To do. You are to retype all of the data exactly as it appears.

Task data.
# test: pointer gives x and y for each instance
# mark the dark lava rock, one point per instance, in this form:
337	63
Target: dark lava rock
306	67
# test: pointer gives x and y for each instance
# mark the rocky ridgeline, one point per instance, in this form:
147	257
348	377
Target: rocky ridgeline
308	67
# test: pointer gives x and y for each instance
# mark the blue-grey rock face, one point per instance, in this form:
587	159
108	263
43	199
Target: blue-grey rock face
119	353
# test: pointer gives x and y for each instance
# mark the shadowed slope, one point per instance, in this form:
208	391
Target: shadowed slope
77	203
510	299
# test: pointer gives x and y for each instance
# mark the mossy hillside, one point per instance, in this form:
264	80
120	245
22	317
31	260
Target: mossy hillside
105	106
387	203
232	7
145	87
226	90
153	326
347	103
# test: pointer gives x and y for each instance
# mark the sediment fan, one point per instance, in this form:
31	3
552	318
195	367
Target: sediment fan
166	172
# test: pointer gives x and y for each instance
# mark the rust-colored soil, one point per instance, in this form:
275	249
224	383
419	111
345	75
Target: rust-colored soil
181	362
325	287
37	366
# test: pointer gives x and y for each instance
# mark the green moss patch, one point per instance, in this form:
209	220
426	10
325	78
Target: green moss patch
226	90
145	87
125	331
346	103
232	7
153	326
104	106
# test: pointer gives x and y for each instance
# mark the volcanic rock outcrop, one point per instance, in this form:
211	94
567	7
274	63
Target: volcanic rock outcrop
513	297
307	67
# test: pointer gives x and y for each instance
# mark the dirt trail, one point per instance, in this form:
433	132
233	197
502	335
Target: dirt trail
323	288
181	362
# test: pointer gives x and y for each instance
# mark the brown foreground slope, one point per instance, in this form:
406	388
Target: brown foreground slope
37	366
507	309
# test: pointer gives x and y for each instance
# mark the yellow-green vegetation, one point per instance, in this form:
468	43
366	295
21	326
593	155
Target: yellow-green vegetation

Task answer.
# test: pointer gives x and y for each instance
# mark the dark lava rock, one point per instance, in this form:
337	63
Target: dark lava rock
306	67
# test: pointer gives x and y for each instance
# mark the rocky ridgeline, one point per instance, in this form:
147	257
348	377
Target: rocky ridgeline
308	67
# test: pointer gives x and y for each instance
# mark the blue-grey rock face, one point per instance, in this form:
587	159
108	263
43	199
Target: blue-grey rock face
119	353
# test: pointer gives x and y for each instance
# mark the shadowed slope, one point per instance, in this form:
208	391
Target: shadowed slope
77	203
510	299
# test: pointer gives x and y for each instance
# mark the mossy hillside, one point per instance, in this form:
264	80
120	245
22	317
31	260
Target: mossy hillside
105	106
387	203
232	7
145	87
226	90
153	326
347	103
# test: pointer gives x and y for each instance
# mark the sediment fan, one point per instance, in this form:
31	3
552	318
195	367
Target: sediment fan
166	172
# test: pointer gives x and y for each instance
# mark the rust-colored soil, one point per instance, in this form:
275	249
224	383
419	111
345	75
Target: rust-colored soil
181	362
325	287
37	366
# test: pointer gives x and y for each instance
# mark the green moss patch, one point per instance, in this form:
209	220
426	10
325	78
Target: green moss patch
226	90
145	87
125	331
346	103
232	7
153	326
104	106
# test: pointer gives x and y for each instance
# mark the volcanic rock outcrop, one point per instance, in this form:
211	94
567	7
274	63
Target: volcanic rock outcrop
513	297
307	67
# test: pointer gives x and y for each instance
# mark the dirt trail, one point per instance, in this form:
433	132
233	197
502	335
Target: dirt trail
323	288
181	362
# test: pointer gives x and y for each instance
# mark the brown foreground slope, one point per instance, in this form:
406	388
Target: brown foreground slope
37	366
507	309
# test: pointer gives x and y for each instance
# mark the yellow-green vegetation, one point per instance, in this form:
468	43
366	295
21	326
593	155
Target: yellow-green vegetation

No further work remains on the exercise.